## DIE EINTRÄGE

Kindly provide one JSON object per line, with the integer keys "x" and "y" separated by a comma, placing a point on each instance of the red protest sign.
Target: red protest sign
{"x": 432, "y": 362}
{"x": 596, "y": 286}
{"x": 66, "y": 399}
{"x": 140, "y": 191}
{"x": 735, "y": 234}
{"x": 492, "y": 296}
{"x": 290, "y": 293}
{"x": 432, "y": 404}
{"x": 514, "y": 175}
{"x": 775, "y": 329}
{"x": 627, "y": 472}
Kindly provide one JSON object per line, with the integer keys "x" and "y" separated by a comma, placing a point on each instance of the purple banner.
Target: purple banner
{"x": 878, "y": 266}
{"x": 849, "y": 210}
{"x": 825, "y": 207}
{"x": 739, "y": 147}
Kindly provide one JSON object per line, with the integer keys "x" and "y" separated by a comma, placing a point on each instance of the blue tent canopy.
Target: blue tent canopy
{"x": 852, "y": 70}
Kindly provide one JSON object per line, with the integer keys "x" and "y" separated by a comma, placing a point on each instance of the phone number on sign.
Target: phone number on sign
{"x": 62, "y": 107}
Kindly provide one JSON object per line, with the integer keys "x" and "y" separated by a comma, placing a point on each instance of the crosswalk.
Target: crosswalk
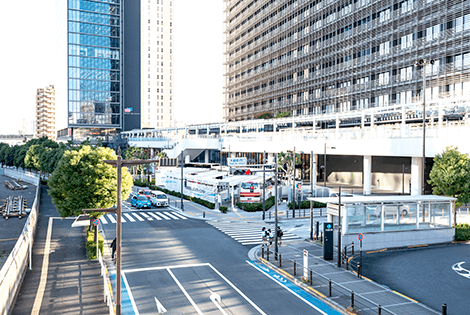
{"x": 247, "y": 233}
{"x": 134, "y": 217}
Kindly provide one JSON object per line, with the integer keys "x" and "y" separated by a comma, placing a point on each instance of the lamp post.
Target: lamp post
{"x": 324, "y": 163}
{"x": 118, "y": 163}
{"x": 422, "y": 64}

## DEINE AUFGABE
Gib alle Zeilen von der Zeile mit „the lamp post.“ bis zum Ende der Einträge noch einmal vollständig aus, beide Enden eingeschlossen. Verschiebe dabei jeden Koordinatenwert in den Antworten um 86 nach oben, also jeweils plus 86.

## ERWARTETE ANTWORT
Kindly provide one JSON object per line, with the integer keys "x" and "y" separated by a comma, placing a point on each instance of the lamp post.
Target: lamp post
{"x": 410, "y": 249}
{"x": 204, "y": 249}
{"x": 508, "y": 150}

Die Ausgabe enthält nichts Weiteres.